- _Exercise_:
The piece on Florence says "Places of God were no longer silent." Explain what the writer gives as the reason.

We go into Florence often for any number of reasons but primarily because it is fun. And, the last couple of months have been very special. We have been alone in Piazza della Signoria, listened to our own echoing footsteps in silent museums, walked Ponte Vecchio while seeing from one end to the other, admired monumental art work in deserted churches and entered restaurants with empty tables. Of all our experiences in this great city, the opportunity to be a part of it while it slept was perhaps the most moving and special. We felt at one with its history and ghosts and solitude born from its unshared uniqueness and accomplishments. It was a time of quiet.

But--this changed in just the last week. It was a sudden metamorphose and not slow. It just happened--as if March opened a closed door and people rushed through. Yesterday groups of people moved through streets and alleys as one entity. Leaders, waving umbrellas and flags, shepherded followers in and out of museum doors, rushing through places that call for much longer periods of contemplation. Places of God were no longer silent--not out of disrespect but as a natural consequence of an infusion of people. Ponte Vecchio, while not like it will be in another month or so, was no longer ours alone.

This is the season for school groups to come and, hopefully, encourage students to begin a life-long desire to explore and experience life out of their comfort zones. There were many such groups listening to impassioned teachers explain the glories of what they were seeing, stretching necks to see all the way to the top of Palazzo Vecchio's magnificent tower and Giotto's Santa Maria del Fiore's many stepped bell tower--I wonder how many climbed it?

- _Dataset records_:
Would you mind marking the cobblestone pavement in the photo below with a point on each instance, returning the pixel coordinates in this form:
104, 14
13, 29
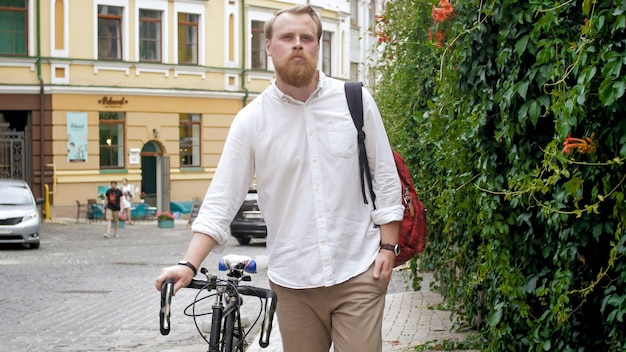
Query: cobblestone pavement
83, 292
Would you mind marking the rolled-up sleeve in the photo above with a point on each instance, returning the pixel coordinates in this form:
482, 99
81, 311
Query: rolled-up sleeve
385, 179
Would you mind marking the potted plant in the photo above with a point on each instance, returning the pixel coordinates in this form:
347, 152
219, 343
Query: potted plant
165, 219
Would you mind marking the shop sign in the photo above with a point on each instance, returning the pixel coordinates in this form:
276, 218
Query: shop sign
113, 103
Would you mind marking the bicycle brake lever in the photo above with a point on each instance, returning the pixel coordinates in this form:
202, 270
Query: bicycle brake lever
167, 291
266, 328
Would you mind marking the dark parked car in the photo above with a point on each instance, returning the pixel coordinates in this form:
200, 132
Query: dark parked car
248, 223
19, 216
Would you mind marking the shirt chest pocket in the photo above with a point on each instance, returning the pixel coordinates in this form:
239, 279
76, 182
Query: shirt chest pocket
342, 137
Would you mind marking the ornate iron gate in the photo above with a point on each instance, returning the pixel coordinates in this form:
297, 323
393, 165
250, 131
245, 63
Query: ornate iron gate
12, 155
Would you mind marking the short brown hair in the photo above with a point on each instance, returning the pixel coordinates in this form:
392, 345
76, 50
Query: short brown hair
296, 10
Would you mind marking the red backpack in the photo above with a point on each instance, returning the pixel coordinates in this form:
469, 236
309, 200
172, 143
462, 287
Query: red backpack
413, 228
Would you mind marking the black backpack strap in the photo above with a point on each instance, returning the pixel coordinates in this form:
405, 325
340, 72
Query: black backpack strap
354, 96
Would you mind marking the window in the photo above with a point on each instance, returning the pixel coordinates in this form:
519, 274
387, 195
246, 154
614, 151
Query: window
150, 35
187, 38
259, 57
13, 27
354, 12
111, 140
354, 71
109, 32
189, 139
326, 52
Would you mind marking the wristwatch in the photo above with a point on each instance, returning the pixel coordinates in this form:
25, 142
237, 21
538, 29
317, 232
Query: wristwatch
391, 247
189, 265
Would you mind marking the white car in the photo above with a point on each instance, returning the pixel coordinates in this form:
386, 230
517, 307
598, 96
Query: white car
20, 221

- _Written solution_:
The churches were no longer silent because of the sudden influx of people in the last week, when groups rushed in as if March had opened a closed door. The writer stresses that this was not out of disrespect but a natural consequence of so many people arriving.